[Natural-language object grounding data]
%%

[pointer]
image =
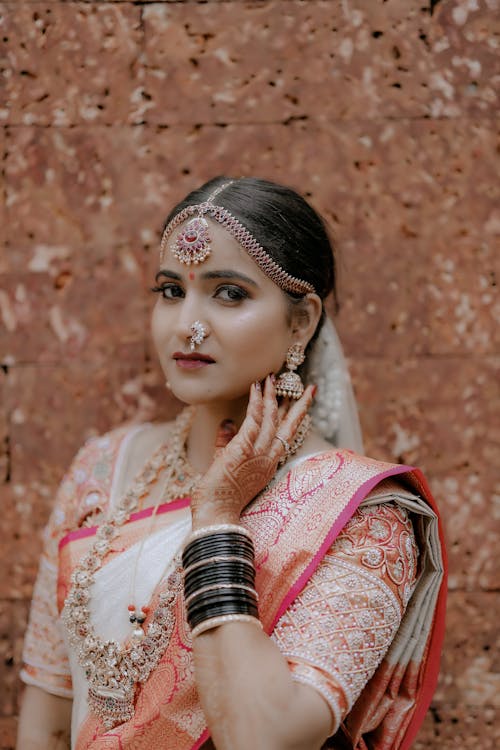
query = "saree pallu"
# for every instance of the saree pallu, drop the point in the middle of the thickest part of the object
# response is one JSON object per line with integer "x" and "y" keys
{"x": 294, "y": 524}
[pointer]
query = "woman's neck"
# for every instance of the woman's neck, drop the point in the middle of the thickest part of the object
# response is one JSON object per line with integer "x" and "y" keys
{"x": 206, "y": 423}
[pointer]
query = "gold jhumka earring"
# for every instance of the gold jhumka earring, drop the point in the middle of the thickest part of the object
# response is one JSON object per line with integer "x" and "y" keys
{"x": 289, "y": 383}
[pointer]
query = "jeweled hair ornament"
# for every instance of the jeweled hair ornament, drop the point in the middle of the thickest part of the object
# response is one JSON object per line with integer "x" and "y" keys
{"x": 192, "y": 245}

%%

DIRECTIONS FOR THIS TASK –
The reply must consist of the records, repeated exactly, minus any images.

EXPECTED ANSWER –
[pointer]
image =
query = "saree pallu"
# for every instance of the saree pallu, drop the point in the middle of the thickest part of the object
# response is one JSON object per line with integer "x" and "y" keys
{"x": 294, "y": 524}
[pointer]
query = "woman's neck"
# for every instance of the woman's neck, drop the point in the middle of the thickest part of the object
# response is one JSON object per line with integer "x" and "y" keys
{"x": 206, "y": 423}
[pointer]
query = "gold jhumka earring"
# for every instance of the gold jhumka earring, drop the point in the middle of the thickest part of the object
# response is one JSON object per line with integer "x" and "y" keys
{"x": 289, "y": 383}
[pointer]
query = "jeweled hair ornament"
# for every instance of the jeweled hair ornament, drop the point in the middle of the thickest part of the object
# response is one JSON object per line with integer "x" and "y" keys
{"x": 192, "y": 245}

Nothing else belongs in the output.